Provided passage:

+ + +

Actual Reversing

Category
Reverse Engineering
Points
-1
Solves
-1
Tags

Here is something reversible. :)

By shwhale

ok!! Actual Reversing.

int __cdecl main(int argc, const char **argv, const char **envp)
{
  char i; // [rsp+7h] [rbp-59h]
  int v5; // [rsp+8h] [rbp-58h]
  int v6; // [rsp+Ch] [rbp-54h]
  char s[72]; // [rsp+10h] [rbp-50h] BYREF
  unsigned __int64 v8; // [rsp+58h] [rbp-8h]

  v8 = __readfsqword(0x28u);
  puts("Welcome to the transformer! We take what you have, and make it into what you have always wanted!");
  printf("What do you have to offer?\n> ");
  fgets(s, 64, _bss_start);
  s[strcspn(s, "\n")] = 0;
  v5 = 0;
  v6 = 0;
  while ( s[v5] )
  {
    for ( i = s[v5]; i; i >>= 1 )
      v6 += i & 1;
    ++v5;
  }
  if ( v6 == 108 )
  {
    puts("Here's my perscription:");
    perscribe(s);
    printf("%s", TRUTH);
  }
  else
  {
    puts("That'll NEVER turn into what you want!");
  }
  return 0;
}

The binary reads a string from the user, and then calculates the number of bits set in the string. If the number of bits set is 108, it calls a function perscribe with the string. The perscribe function then does some bit manipulation and prints out a message.

unsigned __int64 __fastcall perscribe(char *a1)
{
  void *v1; // rsp
  __int64 v3; // [rsp+0h] [rbp-60h] BYREF
  char *s; // [rsp+8h] [rbp-58h]
  int i; // [rsp+18h] [rbp-48h]
  int j; // [rsp+1Ch] [rbp-44h]
  int k; // [rsp+20h] [rbp-40h]
  int v8; // [rsp+24h] [rbp-3Ch]
  int v9; // [rsp+28h] [rbp-38h]
  int v10; // [rsp+2Ch] [rbp-34h]
  int v11; // [rsp+30h] [rbp-30h]
  int v12; // [rsp+34h] [rbp-2Ch]
  __int64 v13; // [rsp+38h] [rbp-28h]
  __int64 *v14; // [rsp+40h] [rbp-20h]
  unsigned __int64 v15; // [rsp+48h] [rbp-18h]

  s = a1;
  v15 = __readfsqword(0x28u);
  v8 = strlen(TRUTH);
  v9 = 8 * v8;
  v13 = 8 * v8 - 1LL;
  v1 = alloca(16 * ((8 * v8 + 15LL) / 0x10uLL));
  v14 = &v3;
  for ( i = 0; i < 8 * v8; ++i )
    *((_BYTE *)v14 + i) = 0;
  v10 = strlen(s);
  for ( i = 0; i < v10; ++i )
  {
    for ( j = 0; j <= 7; ++j )
    {
      v11 = 1 << j;
      if ( ((1 << j) & s[i]) != 0 )
      {
        v12 = 8 * i + j;
        for ( k = 0; ((TRUTH[k >> 3] >> (k & 7)) & 1) == 0 || *((_BYTE *)v14 + k); ++k )

+ + +

Record list:
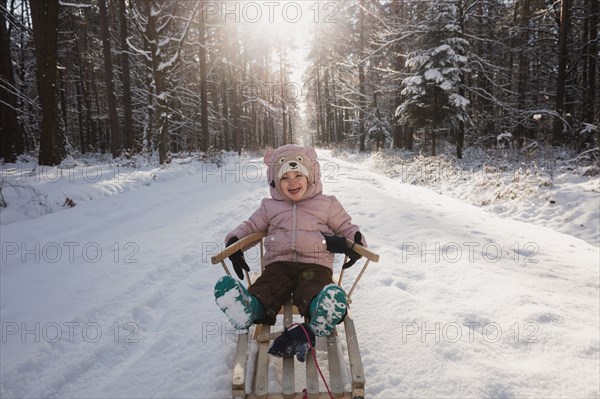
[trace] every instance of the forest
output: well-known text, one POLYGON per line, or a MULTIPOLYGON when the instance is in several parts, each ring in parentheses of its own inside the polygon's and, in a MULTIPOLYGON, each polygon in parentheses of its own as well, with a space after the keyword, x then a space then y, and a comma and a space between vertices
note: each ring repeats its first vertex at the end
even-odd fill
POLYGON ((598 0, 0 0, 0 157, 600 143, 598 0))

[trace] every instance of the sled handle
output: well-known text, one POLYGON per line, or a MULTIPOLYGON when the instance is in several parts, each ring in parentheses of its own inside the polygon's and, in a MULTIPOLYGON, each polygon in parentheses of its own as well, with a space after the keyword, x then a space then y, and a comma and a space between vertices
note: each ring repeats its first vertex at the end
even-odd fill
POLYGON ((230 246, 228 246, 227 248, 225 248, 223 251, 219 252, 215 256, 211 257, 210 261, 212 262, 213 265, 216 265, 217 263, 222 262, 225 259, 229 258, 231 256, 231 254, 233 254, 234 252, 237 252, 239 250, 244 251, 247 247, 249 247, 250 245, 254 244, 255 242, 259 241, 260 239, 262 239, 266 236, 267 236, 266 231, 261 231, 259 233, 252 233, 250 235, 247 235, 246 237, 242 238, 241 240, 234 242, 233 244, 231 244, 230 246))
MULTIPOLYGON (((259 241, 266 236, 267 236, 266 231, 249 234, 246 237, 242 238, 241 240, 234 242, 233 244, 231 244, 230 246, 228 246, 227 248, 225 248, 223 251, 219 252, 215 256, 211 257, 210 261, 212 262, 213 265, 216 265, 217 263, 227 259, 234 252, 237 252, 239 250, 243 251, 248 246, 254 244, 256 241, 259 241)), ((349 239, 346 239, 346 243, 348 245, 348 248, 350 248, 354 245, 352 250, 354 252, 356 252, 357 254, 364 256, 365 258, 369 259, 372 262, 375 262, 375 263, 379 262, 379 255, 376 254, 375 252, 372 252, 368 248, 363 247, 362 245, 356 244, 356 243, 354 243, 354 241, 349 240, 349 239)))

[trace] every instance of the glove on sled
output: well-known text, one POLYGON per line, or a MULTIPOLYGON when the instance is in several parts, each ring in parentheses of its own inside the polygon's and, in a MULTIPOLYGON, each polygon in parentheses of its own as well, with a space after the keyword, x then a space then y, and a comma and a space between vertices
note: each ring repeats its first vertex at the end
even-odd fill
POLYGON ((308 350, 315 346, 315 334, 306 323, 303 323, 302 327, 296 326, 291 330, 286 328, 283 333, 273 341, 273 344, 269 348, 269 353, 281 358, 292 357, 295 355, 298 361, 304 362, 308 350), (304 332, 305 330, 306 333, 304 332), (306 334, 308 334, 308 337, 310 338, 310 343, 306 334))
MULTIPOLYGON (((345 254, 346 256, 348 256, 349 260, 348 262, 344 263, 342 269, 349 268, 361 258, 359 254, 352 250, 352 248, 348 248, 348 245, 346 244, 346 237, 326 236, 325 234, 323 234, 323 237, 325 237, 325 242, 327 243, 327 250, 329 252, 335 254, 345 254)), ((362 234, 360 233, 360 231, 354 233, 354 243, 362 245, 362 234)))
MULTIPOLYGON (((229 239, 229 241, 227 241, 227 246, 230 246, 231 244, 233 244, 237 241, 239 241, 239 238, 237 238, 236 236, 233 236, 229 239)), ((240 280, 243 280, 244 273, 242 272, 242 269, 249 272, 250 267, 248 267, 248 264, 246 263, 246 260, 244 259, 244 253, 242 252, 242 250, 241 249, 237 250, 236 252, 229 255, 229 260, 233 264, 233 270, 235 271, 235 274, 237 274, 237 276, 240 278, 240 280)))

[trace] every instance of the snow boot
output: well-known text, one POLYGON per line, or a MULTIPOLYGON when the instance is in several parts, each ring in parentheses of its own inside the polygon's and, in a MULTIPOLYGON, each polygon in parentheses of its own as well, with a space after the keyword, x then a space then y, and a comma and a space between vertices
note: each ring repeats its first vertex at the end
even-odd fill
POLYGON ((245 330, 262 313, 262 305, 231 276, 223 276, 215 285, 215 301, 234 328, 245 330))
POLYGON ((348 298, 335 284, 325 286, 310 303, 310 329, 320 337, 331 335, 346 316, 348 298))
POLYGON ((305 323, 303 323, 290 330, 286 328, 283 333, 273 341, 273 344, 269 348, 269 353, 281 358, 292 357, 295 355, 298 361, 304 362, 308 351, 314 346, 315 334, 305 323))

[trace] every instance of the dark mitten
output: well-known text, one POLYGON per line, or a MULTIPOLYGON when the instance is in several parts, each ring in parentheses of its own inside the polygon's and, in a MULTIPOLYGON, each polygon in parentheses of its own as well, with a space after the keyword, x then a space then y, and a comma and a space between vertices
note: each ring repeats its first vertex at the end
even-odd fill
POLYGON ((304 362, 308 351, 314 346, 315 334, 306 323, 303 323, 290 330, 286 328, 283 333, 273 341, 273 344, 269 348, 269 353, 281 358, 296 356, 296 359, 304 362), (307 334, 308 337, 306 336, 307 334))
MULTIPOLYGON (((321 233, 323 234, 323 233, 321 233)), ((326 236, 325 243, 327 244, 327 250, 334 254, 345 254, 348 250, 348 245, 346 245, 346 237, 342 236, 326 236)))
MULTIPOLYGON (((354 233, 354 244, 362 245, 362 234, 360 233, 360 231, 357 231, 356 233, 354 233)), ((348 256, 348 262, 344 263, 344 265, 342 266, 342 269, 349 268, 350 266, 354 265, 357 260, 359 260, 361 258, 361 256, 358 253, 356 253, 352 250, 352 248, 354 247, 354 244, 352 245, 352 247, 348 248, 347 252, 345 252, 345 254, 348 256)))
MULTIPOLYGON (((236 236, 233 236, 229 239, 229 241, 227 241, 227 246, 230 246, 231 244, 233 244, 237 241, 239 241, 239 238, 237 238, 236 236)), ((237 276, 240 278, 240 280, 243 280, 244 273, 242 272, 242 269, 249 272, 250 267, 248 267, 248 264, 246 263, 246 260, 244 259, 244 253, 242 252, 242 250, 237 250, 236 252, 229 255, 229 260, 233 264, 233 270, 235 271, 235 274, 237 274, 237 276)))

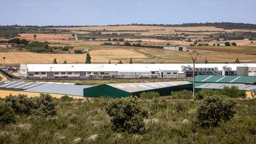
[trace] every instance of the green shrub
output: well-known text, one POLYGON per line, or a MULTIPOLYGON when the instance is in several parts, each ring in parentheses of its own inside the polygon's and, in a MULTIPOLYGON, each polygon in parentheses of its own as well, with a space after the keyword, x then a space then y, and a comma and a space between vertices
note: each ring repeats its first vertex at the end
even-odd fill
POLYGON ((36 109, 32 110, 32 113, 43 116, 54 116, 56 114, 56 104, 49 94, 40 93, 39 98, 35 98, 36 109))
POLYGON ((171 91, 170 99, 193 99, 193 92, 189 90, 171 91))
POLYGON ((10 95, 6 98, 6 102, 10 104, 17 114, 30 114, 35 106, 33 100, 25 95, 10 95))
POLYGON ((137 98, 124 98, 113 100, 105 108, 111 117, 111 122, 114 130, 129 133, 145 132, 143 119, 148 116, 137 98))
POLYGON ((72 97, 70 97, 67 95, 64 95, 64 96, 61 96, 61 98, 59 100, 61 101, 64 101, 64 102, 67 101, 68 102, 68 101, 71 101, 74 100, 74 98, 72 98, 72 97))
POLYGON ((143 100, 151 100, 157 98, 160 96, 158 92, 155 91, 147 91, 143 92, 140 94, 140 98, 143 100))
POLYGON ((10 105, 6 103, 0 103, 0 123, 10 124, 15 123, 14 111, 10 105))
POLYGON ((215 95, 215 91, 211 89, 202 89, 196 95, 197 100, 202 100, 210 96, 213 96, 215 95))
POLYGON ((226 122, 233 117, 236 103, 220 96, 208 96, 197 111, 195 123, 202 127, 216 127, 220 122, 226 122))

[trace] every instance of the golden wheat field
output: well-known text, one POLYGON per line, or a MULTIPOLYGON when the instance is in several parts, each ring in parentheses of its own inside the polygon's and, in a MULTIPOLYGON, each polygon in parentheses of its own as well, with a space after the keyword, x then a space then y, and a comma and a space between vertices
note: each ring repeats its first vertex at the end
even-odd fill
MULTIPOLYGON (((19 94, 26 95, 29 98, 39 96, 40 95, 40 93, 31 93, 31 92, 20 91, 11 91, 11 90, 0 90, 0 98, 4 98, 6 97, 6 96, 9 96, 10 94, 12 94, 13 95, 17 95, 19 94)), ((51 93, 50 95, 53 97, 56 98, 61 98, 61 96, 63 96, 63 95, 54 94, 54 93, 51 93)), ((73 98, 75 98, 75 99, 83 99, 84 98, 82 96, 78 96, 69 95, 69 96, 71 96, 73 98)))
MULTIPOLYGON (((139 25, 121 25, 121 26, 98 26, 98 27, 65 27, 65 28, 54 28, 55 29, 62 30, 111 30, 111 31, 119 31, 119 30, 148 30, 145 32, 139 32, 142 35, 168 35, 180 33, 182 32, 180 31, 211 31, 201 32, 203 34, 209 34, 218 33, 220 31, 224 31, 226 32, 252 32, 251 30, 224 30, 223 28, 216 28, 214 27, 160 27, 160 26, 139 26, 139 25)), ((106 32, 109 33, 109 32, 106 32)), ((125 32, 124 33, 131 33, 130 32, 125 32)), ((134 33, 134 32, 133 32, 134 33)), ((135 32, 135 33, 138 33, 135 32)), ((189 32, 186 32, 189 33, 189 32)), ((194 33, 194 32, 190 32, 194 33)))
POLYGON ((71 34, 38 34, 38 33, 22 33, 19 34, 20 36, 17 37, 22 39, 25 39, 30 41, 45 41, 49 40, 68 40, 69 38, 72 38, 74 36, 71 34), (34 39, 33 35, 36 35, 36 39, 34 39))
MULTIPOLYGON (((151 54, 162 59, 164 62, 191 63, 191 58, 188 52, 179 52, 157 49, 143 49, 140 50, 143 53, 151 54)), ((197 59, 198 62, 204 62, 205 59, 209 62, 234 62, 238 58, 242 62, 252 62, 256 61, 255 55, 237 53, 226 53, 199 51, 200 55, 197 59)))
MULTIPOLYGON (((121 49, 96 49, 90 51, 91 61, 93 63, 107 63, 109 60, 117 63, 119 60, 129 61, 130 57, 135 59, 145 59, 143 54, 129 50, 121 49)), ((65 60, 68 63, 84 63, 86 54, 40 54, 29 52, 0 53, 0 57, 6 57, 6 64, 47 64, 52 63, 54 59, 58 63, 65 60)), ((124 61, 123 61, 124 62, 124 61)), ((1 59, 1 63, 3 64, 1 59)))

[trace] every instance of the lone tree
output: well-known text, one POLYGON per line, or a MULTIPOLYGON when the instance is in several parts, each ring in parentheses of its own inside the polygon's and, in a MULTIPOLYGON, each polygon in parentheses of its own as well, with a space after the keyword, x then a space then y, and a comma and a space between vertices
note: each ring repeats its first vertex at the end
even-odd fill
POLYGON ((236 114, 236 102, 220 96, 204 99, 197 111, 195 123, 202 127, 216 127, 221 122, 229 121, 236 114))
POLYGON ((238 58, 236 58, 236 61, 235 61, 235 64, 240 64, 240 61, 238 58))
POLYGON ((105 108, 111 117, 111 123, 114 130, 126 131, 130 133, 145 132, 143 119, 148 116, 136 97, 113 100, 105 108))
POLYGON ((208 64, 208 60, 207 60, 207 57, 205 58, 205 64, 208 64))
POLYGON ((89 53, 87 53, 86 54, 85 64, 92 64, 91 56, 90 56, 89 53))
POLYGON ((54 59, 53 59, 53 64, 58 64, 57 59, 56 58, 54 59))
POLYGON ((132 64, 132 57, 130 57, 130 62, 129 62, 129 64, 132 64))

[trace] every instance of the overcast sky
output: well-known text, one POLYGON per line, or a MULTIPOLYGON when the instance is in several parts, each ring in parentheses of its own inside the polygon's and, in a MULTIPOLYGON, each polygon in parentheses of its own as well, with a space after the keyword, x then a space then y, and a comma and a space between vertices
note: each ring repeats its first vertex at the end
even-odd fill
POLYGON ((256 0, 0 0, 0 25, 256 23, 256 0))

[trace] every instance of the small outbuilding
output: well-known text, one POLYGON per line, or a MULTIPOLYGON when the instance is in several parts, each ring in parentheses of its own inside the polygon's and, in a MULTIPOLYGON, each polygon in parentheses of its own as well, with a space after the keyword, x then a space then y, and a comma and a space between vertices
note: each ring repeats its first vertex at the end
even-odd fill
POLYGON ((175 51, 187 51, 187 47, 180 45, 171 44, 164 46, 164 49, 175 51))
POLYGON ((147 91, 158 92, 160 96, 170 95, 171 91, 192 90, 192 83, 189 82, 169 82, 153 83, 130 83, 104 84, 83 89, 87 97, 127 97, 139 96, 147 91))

+ + +

Problem to work on: Please resume the Actual Reversing writeup from the last line shown. The entries are separate material, unrelated to the reversing writeup.

Answer to the problem:
          ;
        printf("Take %d of these, then\n", (unsigned int)(k - v12));
        *((_BYTE *)v14 + k) = 1;
      }
    }
  }
  puts("You're done!");
  return v15 - __readfsqword(0x28u);
}

The perscribe function initializes an array of bytes v14 with zeros. It then iterates over each byte in the input string s, and for each bit set in the byte, it finds the first bit set in the TRUTH string that has not already been used. It then prints out "Take X of these, then", where X is the difference between the bit position in the TRUTH string and the bit position in the input string. It then marks that bit as used.

alt text

Matching with TRUTH

  • The function scans through the bits of TRUTH (for (k = 0; ... ; ++k)) looking for:
    • The first bit that is set (((TRUTH[k >> 3] >> (k & 7)) & 1) != 0).
    • The first bit that has not already been used (!*((_BYTE *)v14 + k)).
  • Once it finds such a bit, it prints "Take X of these, then", where X = k - v12 (the offset between input and TRUTH).
  • It marks that bit position as used (*((_BYTE *)v14 + k) = 1).

They give perscription for the correct input string. We can use this perscription to recover the flag.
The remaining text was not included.